* [問題 1]: 次の(a)〜(c)がオークマの記事の内容と合うか、はい・いいえで答えよ。それぞれ、判断の決め手となる記事の語句をそのまま引用して添えること。(a) オークマは2031年3月期に売上高3000億円を目標にしている。(b) 2024年10月に開発した横形マシニングセンタは大型機である。(c) オークマはM&Aに消極的である。

工作機械大手の「オークマ」が強化する「Green-Smart Machine」とは、どんなマシーン?

工作機械大手のオークマ<6103>が「Green-Smart Machine」の拡販に力を入れている。

機械が自律的に高精度・高生産性と、脱炭素を両立する工作機械を「Green-Smart Machine」と位置付け、EV(電気自動車)や半導体製造装置、航空・宇宙、建機、農機、油圧機器などの生産向けに新機種を相次いで投入しているのだ。

並行して海外拠点の拡充や、サプライチェーン(製品の原材料の調達から販売までの流れ)の強化などを進めており、この目的を達成するためのM&Aにも前向きだ。

2025年3月期は4期ぶりの減収営業減益に陥る見込みだが、新機種の投入や海外拠点の強化などの取り組みで、2031年3月期に売上高3000億円(2024年3月期比31.5%増)を目指すという。

「Green-Smart Machine」やM&Aは業績にどのような効果をもたらすだろうか。

機械が自律的に稼働

近年、製造業では人手不足が深刻化し、省人化・自動化を追求したモノづくりへのニーズが高まっているほか、熟練技能者の引退や人材の流動化により、高いスキルや経験を持った人材の確保が難しい状況にある。

また、脱炭素の面から省エネに対するニーズも強まっており、オークマでは経験の浅い人でも長時間安定稼働が可能な性能が求められていると判断し、機械自らが高精度・高効率生産と、エネルギー消費量削減を自律的に両立し、脱炭素化に貢献する工作機械として「Green-Smart Machine」の開発を進めてきた。

現在、品ぞろえの強化に取り組んでおり、2024年9月にEVや半導体装置、航空・宇宙などの幅広いニーズに対応できる横形マシニングセンタ(切削や穴あけなど多種類の加工が可能な機械)を、同年10月にはEVやハイブリッド自動車などのニーズに対応できる小型の横形マシニングセンタを開発。

さらに2026年3月期の上期には、半導体製造装置の大物部品に対応できる大型精密マシニングセンタや、次世代の複合加工機などを投入する予定。

さらに航空機産業や自動車産業などの大物アルミニウム材料部品向けの門形マシニングセンタや、中小規模工場の自動化ニーズの開拓を目的にした次世代ロボットシステムや移動式の協働ロボットなどの拡販にも注力する。

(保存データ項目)
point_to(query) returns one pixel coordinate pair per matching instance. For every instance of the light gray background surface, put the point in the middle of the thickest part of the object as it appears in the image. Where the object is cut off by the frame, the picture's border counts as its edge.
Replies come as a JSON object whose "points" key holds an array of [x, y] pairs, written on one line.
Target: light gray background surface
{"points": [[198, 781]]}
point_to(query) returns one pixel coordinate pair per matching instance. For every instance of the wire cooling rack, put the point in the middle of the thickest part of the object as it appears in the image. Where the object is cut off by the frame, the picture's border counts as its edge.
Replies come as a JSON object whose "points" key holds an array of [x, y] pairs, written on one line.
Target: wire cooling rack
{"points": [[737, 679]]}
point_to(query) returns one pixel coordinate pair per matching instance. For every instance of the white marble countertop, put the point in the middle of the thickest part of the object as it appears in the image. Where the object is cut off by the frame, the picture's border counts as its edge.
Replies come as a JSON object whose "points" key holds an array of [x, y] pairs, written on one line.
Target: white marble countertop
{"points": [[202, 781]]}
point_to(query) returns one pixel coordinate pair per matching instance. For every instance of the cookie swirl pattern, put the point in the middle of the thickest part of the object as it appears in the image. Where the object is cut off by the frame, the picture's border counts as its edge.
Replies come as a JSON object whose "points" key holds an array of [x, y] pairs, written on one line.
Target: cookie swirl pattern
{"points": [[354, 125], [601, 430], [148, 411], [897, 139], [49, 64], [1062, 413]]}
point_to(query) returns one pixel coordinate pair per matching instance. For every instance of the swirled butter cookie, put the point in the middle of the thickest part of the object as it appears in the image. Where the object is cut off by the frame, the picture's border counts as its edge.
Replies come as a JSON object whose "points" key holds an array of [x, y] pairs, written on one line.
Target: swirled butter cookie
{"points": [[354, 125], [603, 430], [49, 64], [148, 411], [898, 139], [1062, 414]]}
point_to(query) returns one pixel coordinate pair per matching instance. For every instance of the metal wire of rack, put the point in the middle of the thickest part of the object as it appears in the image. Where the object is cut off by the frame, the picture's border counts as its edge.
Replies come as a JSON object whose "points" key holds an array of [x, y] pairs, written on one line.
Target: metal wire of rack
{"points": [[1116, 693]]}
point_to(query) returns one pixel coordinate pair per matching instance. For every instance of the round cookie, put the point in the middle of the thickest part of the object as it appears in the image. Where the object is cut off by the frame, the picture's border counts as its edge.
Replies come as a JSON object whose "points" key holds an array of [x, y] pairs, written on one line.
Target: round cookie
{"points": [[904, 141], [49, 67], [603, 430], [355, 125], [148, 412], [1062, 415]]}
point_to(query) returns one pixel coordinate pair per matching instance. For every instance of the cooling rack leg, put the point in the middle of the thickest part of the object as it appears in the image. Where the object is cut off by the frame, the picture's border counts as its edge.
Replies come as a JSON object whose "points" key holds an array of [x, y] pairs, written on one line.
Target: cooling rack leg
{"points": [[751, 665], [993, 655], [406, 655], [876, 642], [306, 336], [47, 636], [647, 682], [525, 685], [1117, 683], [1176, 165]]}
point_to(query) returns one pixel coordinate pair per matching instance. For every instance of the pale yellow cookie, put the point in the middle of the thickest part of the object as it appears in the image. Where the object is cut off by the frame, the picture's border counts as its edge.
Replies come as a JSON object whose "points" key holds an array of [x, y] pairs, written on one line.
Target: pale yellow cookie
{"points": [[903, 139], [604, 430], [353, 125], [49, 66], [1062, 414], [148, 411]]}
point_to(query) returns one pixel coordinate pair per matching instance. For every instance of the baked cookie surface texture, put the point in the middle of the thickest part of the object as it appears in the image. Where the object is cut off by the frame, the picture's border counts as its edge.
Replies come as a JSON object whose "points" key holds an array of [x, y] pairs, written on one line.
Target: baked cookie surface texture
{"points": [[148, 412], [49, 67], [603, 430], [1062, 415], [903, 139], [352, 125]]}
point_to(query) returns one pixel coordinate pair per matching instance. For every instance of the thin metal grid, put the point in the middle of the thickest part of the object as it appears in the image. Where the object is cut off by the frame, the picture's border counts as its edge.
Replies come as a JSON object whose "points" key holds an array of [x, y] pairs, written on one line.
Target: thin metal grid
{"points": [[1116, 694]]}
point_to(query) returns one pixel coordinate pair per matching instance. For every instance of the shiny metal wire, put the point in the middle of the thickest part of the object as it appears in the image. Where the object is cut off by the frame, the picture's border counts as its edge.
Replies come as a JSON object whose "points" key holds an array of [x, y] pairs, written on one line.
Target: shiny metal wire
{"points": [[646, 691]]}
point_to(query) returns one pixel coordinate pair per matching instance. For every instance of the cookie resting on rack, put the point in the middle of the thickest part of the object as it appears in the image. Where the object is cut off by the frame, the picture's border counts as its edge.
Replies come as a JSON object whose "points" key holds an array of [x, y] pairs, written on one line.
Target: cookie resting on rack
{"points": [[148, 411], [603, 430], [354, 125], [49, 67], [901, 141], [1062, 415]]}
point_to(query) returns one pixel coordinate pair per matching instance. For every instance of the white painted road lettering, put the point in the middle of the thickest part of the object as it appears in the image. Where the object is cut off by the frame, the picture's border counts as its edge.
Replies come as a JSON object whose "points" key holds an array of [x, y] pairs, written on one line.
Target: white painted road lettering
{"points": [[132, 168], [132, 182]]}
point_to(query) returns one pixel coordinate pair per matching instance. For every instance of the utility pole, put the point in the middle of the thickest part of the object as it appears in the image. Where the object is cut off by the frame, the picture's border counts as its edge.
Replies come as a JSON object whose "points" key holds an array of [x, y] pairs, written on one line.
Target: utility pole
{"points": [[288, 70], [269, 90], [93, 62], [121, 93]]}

* [問題 2]: 上の項目から、文字列「light」を含む行をすべて探し、一行ずつ書き写してください。

* [正答 1]:
(a) はい。「2031年3月期に売上高3000億円(2024年3月期比31.5%増)を目指す」
(b) いいえ。「同年10月にはEVやハイブリッド自動車などのニーズに対応できる小型の横形マシニングセンタを開発」
(c) いいえ。「この目的を達成するためのM&Aにも前向きだ」

* [正答 2]:
point_to(query) returns one pixel coordinate pair per matching instance. For every instance of the light gray background surface, put the point in the middle of the thickest part of the object as it appears in the image. Where the object is cut off by the frame, the picture's border counts as its edge.
Target: light gray background surface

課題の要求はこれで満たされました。